**WHAT IS NEEDED**
Rewrite each line of the material below as a JSON list of strings, one string per line, with blank lines skipped. Leave the pictures out of the list.

───── PROVIDED DATA ─────

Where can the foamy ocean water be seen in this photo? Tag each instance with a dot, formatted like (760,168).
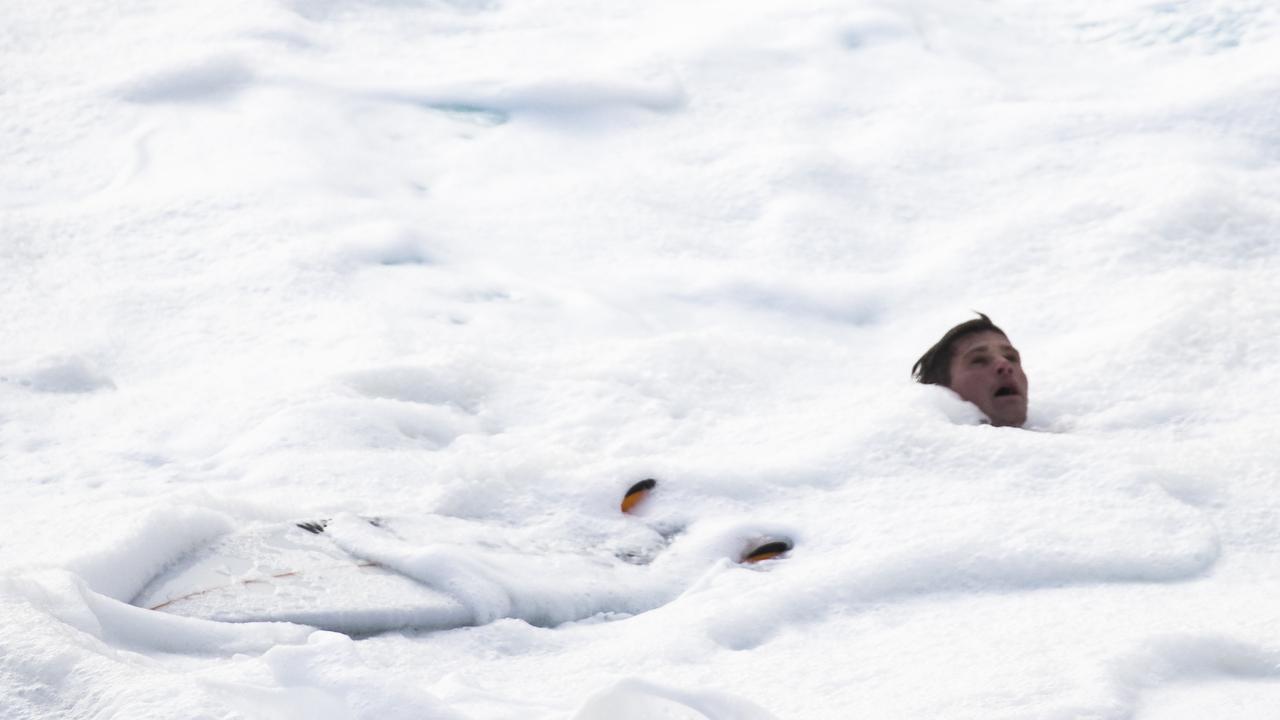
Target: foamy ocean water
(475,267)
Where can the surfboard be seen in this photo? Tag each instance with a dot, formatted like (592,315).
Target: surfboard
(286,573)
(297,573)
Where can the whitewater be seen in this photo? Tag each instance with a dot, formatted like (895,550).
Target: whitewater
(475,267)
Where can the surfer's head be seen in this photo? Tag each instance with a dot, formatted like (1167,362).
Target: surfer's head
(977,361)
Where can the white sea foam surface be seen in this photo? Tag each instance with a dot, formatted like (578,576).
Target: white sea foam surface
(474,267)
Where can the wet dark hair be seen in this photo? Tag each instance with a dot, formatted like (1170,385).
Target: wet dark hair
(933,368)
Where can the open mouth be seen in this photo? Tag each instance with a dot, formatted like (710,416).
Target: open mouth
(1006,391)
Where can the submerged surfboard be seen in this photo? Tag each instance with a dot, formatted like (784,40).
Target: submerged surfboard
(286,573)
(430,573)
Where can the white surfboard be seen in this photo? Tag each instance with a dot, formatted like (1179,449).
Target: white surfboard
(284,573)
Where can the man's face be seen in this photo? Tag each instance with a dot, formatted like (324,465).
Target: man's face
(987,370)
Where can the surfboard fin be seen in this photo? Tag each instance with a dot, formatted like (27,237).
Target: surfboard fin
(766,548)
(638,493)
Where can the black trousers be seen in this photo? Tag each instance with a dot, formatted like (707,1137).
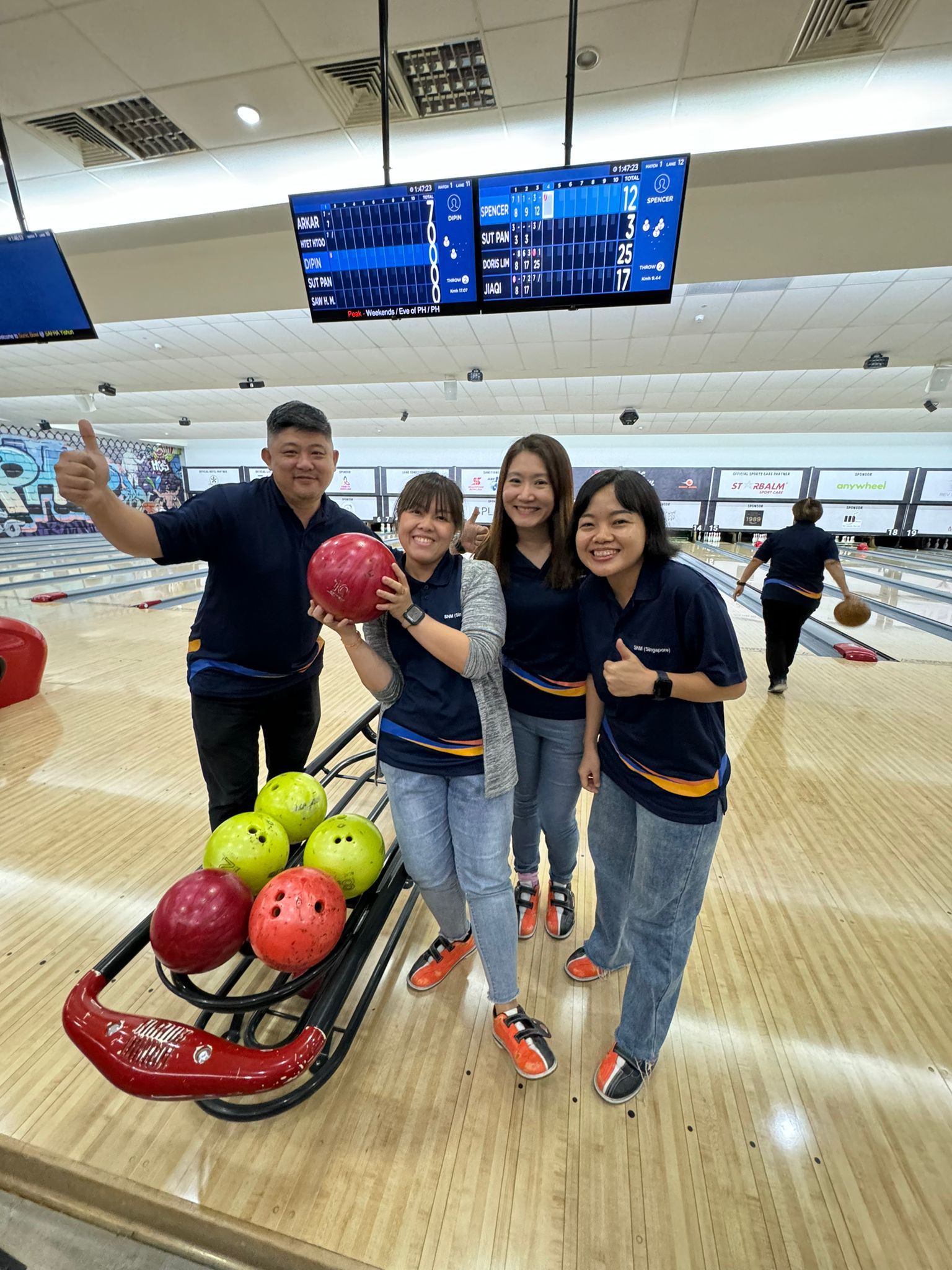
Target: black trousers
(226,734)
(782,624)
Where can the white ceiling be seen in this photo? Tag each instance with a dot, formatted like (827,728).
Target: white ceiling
(705,75)
(769,356)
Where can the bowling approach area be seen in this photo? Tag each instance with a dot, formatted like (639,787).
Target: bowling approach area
(800,1114)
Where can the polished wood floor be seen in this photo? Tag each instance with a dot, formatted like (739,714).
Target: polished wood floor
(801,1113)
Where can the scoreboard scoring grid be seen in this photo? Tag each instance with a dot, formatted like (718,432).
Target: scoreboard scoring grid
(589,235)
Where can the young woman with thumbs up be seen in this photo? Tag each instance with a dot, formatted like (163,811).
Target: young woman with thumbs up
(663,657)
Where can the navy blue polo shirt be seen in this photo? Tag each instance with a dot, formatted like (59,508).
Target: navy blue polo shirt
(796,557)
(669,755)
(544,667)
(252,634)
(434,726)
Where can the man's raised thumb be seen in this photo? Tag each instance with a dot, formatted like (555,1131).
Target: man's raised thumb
(89,437)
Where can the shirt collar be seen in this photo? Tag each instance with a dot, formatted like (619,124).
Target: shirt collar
(283,506)
(441,575)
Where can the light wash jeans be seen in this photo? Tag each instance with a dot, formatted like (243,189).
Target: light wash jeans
(547,753)
(455,842)
(650,878)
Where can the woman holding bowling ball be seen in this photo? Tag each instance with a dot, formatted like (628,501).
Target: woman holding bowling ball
(544,671)
(446,750)
(663,659)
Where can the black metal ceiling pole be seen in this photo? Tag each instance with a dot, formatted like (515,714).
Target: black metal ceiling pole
(12,178)
(384,12)
(570,79)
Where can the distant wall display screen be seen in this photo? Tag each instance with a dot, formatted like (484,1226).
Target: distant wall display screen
(389,252)
(604,234)
(38,299)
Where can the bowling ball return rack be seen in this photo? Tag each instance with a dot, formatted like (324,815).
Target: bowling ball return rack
(164,1060)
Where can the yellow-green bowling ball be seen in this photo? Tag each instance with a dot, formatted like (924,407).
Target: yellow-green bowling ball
(296,801)
(252,845)
(348,848)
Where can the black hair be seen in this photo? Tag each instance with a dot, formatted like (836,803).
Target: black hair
(421,492)
(808,511)
(298,414)
(637,494)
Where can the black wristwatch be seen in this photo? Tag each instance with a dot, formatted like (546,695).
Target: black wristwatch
(663,686)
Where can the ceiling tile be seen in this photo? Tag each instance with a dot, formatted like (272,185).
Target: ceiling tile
(73,70)
(164,42)
(284,97)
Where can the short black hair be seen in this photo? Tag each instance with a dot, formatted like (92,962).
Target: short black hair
(637,494)
(808,511)
(420,493)
(298,414)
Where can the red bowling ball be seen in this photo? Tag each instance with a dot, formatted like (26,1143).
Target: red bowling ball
(201,921)
(347,572)
(296,920)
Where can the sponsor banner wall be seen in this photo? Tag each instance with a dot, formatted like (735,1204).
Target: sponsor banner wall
(682,516)
(479,482)
(395,478)
(760,483)
(749,516)
(886,486)
(932,520)
(203,478)
(936,487)
(144,475)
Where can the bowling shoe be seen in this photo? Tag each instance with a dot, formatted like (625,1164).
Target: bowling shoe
(619,1078)
(560,911)
(438,961)
(583,969)
(527,908)
(526,1042)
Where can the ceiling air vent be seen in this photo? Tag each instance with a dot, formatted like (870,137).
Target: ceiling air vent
(353,91)
(448,78)
(839,29)
(115,133)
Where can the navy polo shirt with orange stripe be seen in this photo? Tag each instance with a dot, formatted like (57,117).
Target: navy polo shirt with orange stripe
(544,668)
(252,634)
(669,756)
(798,556)
(434,724)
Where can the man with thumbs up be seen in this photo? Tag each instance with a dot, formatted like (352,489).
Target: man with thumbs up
(254,654)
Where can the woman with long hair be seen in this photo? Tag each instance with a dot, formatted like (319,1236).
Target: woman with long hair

─────

**FINISHED TASK**
[
  "Where can the foamy ocean water be seen in this photo? Tag each instance with a dot, formatted like (760,168).",
  "Target: foamy ocean water",
  "(475,267)",
  "Where can the surfboard be seen in this photo? Tag each instance with a dot, formatted like (592,315).",
  "Target: surfboard",
  "(286,573)",
  "(297,573)",
  "Where can the whitewater be seen in this photo? Tag each instance with a dot, formatted like (895,550).",
  "Target: whitewater",
  "(475,267)",
  "Where can the surfer's head be seen in this photo? Tag each instance with a dot, formatted like (1167,362).",
  "Target: surfer's head",
  "(977,361)",
  "Where can the white sea foam surface be seen in this photo? Tag each instance with a dot, formatted like (578,576).",
  "Target: white sea foam surface",
  "(474,267)",
  "Where can the wet dark hair be seen in this photo? Tag each instance with a dot, formatted like (1170,385).",
  "Target: wet dark hair",
  "(933,368)",
  "Where can the open mouth be seen in this photo? Tag each instance with a dot, formatted like (710,416).",
  "Target: open mouth",
  "(1006,391)",
  "Where can the submerged surfboard be seen in this photo? Tag each instance with a dot, formatted like (784,40).",
  "Target: submerged surfboard",
  "(286,573)",
  "(430,573)",
  "Where can the white surfboard be seen in this photo? Tag each instance with a dot, formatted like (1179,449).",
  "Target: white surfboard",
  "(284,573)",
  "Where can the man's face be seen in this photo? Tag each instance with a dot, formatted like (324,465).",
  "Target: man's face",
  "(987,370)",
  "Where can the surfboard fin be seen in this photo? Tag each instance with a dot, formatted like (27,237).",
  "Target: surfboard fin",
  "(766,548)",
  "(638,493)",
  "Where can the black trousers be seen in this photo? Tag each instance with a dot, formatted like (707,1137).",
  "Target: black trousers",
  "(226,734)",
  "(782,624)",
  "Where can the white ceiling be seen in this photo? Tag each instance with a dot, formatted like (827,728).",
  "Target: white ceiling",
  "(705,75)",
  "(769,356)",
  "Where can the bowling approach area be seen in this photo? Tag each instance with a dot, formatted like (639,787).",
  "Target: bowling approach area",
  "(800,1114)",
  "Where can the polished wood floor be seen in this photo? Tag each instance with a dot, formatted like (739,714).",
  "Target: polished wood floor",
  "(801,1113)",
  "Where can the scoreboard scoring grid be seen in this photo? Tag each instance with a dot, formatted like (718,432).",
  "Target: scoreboard scoring grid",
  "(589,235)",
  "Where can the young woman with thumbs up be seen in this photo? Tag each instance with a dot, formatted like (163,811).",
  "Target: young woman with thumbs up",
  "(663,657)",
  "Where can the navy blue polo shirt be seen in this photo? Tag each instance with a dot, formatted like (59,508).",
  "Target: navy blue polo shirt",
  "(796,557)",
  "(669,755)",
  "(544,667)",
  "(252,634)",
  "(434,726)",
  "Where can the man's raised thumb be seen in this photo? Tag each instance with a dot, formatted like (555,1131).",
  "Target: man's raised thumb",
  "(89,437)",
  "Where can the shirt collar be seen in this photo? Tag each instance with a dot, formatted like (619,124).",
  "Target: shirt collar",
  "(283,506)",
  "(441,575)",
  "Where can the light wash jeans be seen in this photo? Tag each instance with a dot, formatted like (243,189).",
  "Target: light wash jeans",
  "(547,753)",
  "(455,842)",
  "(650,878)",
  "Where can the woman holding bowling ball be seen in this photo? Tag each instance with a dot, formatted like (628,501).",
  "Target: woman holding bowling ball",
  "(544,671)",
  "(446,750)",
  "(663,659)",
  "Where can the black metal ceiling pole be seen in this photo? Tag each instance with a dot, formatted like (515,714).",
  "Target: black metal ceiling pole",
  "(12,178)",
  "(384,12)",
  "(570,79)",
  "Where can the distant wall display screen be seen in this photo? Tag each instance with a dot, formatted like (484,1226).",
  "Target: distant wall display screen",
  "(389,252)",
  "(604,234)",
  "(38,299)",
  "Where can the bowling ball return rack be seen in this photo? Tag each instance with a dot, formatted like (324,815).",
  "Target: bowling ball return rack",
  "(164,1060)",
  "Where can the yellow-green bowling ball be seen in this photo? Tag each instance with a dot, formatted like (924,407).",
  "Target: yellow-green bowling ball",
  "(296,801)",
  "(252,845)",
  "(348,848)",
  "Where can the black hair be seen in this photo? Tag each instance with a dot, formatted like (836,803).",
  "Target: black hair",
  "(421,492)",
  "(808,511)",
  "(298,414)",
  "(637,494)",
  "Where can the black wristwatch be seen in this photo? Tag each instance with a dot, formatted like (546,695).",
  "Target: black wristwatch",
  "(663,686)",
  "Where can the ceiling tile be seen in this photo? Tag each instance with a dot, formatted like (272,185).",
  "Target: ceiling tile",
  "(73,70)",
  "(164,42)",
  "(284,97)",
  "Where can the short black hair be seen in this photo? Tag each instance with a dot, formatted like (92,962).",
  "Target: short black hair",
  "(637,494)",
  "(808,511)",
  "(420,493)",
  "(298,414)",
  "Where can the red bowling ball be seen in this photo? Tag each instance with a dot, formatted like (26,1143).",
  "Target: red bowling ball",
  "(201,921)",
  "(347,572)",
  "(296,920)",
  "Where can the sponsor banner wall be seen in this photo? Tag each instance with a dot, formatted like (735,1204).",
  "Target: sponsor banner wall",
  "(682,516)",
  "(479,482)",
  "(395,478)",
  "(760,483)",
  "(749,516)",
  "(886,486)",
  "(932,520)",
  "(203,478)",
  "(936,487)",
  "(144,475)",
  "Where can the bowling shoe be seen in this photo? Tag each instance with a dot, formatted like (625,1164).",
  "Target: bowling shoe",
  "(619,1078)",
  "(560,911)",
  "(438,961)",
  "(583,969)",
  "(527,908)",
  "(526,1042)",
  "Where can the ceiling air vent be seen in this photo? Tag each instance with a dot, formatted like (870,137).",
  "Target: ceiling air vent",
  "(353,91)",
  "(448,78)",
  "(839,29)",
  "(115,133)",
  "Where can the navy polo shirt with orange stripe be seen in this photo? Tag each instance with a dot, formatted like (57,117).",
  "Target: navy polo shirt with orange stripe",
  "(544,668)",
  "(252,634)",
  "(669,756)",
  "(798,556)",
  "(434,724)",
  "Where can the man with thumbs up be seen in this photo? Tag each instance with a dot, formatted like (352,489).",
  "Target: man with thumbs up",
  "(254,654)",
  "Where can the woman with long hair be seen in this photo? Tag each instance with a dot, formatted like (319,1236).",
  "Target: woman with long hair"
]